* WORK INSTRUCTIONS
Tally the lines containing "target" in this data. Respond with the tally alone.

* ENTRIES PROVIDED
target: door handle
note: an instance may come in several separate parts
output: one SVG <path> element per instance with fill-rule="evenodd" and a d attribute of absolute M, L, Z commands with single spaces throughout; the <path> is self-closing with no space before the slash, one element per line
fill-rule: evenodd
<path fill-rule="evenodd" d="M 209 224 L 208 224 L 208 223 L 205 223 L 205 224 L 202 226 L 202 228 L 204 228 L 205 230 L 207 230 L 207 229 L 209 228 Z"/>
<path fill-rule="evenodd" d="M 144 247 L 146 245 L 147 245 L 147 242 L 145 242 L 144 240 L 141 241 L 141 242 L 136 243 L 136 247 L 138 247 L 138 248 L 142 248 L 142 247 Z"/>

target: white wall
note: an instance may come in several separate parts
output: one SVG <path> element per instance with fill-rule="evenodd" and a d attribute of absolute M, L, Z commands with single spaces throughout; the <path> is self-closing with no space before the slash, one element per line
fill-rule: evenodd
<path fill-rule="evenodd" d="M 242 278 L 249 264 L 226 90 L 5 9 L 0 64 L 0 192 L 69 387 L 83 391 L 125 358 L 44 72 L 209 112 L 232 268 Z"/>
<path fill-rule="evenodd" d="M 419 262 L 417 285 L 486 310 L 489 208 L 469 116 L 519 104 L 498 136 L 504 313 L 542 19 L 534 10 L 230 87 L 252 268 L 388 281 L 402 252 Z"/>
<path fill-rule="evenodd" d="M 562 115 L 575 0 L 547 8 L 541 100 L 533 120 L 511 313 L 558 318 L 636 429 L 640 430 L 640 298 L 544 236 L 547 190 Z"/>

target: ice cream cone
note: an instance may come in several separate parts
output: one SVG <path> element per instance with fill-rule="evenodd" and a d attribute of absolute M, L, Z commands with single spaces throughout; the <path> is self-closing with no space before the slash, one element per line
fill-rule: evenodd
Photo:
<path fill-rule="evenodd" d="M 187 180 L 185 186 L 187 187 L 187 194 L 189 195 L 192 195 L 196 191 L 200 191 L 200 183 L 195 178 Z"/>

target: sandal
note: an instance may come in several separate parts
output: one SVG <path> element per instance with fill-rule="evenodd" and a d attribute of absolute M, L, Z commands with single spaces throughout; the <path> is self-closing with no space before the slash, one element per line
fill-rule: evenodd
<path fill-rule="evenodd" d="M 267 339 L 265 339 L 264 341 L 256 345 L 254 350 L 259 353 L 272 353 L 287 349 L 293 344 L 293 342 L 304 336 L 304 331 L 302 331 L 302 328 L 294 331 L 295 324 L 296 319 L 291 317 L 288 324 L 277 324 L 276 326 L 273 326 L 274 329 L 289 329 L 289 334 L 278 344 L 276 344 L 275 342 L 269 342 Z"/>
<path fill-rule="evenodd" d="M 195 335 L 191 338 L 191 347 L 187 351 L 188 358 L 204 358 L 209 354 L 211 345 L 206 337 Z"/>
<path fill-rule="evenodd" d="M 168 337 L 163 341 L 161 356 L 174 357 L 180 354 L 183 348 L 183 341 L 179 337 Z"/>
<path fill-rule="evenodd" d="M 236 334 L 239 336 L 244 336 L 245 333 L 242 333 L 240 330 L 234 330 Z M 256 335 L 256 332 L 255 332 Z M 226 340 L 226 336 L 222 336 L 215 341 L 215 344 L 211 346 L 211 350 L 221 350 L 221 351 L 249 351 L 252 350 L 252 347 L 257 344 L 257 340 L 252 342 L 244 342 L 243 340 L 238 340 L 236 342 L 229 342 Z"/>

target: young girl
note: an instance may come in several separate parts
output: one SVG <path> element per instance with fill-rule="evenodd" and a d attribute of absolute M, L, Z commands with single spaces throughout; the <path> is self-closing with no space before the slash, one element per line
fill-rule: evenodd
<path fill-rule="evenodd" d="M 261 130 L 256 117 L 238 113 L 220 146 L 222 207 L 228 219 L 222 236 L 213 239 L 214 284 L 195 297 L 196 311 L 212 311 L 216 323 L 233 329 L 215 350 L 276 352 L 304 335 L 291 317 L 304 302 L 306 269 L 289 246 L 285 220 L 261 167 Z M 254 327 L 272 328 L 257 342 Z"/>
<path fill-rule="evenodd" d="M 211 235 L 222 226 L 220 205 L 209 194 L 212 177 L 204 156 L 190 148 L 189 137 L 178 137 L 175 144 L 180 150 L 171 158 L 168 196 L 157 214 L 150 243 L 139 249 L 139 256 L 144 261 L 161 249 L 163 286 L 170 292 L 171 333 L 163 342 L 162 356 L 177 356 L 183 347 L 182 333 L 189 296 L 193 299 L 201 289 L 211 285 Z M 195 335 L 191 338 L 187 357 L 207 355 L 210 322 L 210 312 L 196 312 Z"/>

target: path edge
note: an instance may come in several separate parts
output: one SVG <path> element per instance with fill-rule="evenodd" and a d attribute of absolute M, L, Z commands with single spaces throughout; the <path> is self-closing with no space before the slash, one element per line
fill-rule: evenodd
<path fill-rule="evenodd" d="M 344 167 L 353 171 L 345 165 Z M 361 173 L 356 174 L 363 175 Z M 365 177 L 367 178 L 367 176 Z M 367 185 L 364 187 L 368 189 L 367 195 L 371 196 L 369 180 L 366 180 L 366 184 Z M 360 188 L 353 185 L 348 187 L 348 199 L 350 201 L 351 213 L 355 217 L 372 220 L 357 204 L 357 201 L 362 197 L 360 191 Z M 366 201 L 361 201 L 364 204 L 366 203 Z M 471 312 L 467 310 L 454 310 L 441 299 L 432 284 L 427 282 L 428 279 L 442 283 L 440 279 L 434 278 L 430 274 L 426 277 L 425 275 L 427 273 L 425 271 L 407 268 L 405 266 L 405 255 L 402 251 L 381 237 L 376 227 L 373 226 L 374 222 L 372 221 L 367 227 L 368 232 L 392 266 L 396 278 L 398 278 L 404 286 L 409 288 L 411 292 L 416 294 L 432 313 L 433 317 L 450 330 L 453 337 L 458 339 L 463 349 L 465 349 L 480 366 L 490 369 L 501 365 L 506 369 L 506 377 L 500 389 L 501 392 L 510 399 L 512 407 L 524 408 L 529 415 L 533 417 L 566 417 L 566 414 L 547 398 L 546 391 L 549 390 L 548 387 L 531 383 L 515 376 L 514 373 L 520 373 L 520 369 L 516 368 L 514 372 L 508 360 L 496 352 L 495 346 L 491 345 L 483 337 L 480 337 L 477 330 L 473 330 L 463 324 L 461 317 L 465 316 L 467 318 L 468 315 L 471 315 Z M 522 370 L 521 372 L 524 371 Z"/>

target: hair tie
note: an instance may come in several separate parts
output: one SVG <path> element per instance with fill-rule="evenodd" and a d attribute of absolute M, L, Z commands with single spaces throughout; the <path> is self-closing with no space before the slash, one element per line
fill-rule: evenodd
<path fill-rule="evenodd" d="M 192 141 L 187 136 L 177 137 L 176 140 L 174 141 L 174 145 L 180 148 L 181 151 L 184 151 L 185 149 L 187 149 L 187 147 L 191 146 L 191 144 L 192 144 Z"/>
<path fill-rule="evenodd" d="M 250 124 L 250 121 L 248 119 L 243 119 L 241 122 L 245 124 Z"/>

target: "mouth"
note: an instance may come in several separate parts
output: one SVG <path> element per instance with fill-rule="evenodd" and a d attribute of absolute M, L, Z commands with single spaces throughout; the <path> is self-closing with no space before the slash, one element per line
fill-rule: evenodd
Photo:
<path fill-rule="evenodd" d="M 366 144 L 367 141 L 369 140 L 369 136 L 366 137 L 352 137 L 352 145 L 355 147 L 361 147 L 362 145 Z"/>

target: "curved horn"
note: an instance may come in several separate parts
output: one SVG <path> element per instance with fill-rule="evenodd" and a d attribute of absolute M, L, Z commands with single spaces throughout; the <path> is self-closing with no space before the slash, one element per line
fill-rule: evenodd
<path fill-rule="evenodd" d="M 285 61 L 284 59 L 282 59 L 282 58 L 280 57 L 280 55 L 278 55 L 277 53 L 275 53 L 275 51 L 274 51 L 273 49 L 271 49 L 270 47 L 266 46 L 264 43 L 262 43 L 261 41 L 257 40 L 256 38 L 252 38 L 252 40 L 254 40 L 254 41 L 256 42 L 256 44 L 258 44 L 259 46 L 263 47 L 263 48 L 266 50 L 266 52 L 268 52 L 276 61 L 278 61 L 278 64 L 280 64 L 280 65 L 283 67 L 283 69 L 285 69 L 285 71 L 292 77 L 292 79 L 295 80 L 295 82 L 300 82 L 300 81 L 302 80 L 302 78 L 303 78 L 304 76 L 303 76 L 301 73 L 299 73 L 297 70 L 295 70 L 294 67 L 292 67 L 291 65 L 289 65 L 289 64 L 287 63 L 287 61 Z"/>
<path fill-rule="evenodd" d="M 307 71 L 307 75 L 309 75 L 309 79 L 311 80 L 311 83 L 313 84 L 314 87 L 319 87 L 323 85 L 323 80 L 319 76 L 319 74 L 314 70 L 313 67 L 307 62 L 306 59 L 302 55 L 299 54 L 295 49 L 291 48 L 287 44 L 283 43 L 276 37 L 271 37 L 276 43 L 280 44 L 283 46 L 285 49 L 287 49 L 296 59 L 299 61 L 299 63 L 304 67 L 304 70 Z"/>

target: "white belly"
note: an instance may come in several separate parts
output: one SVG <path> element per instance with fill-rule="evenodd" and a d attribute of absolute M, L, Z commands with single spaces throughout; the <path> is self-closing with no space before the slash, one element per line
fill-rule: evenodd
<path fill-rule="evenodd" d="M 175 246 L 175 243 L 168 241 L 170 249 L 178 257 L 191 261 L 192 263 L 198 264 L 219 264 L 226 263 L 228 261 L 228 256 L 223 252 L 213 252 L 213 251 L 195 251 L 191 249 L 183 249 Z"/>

* WRITTEN SOLUTION
10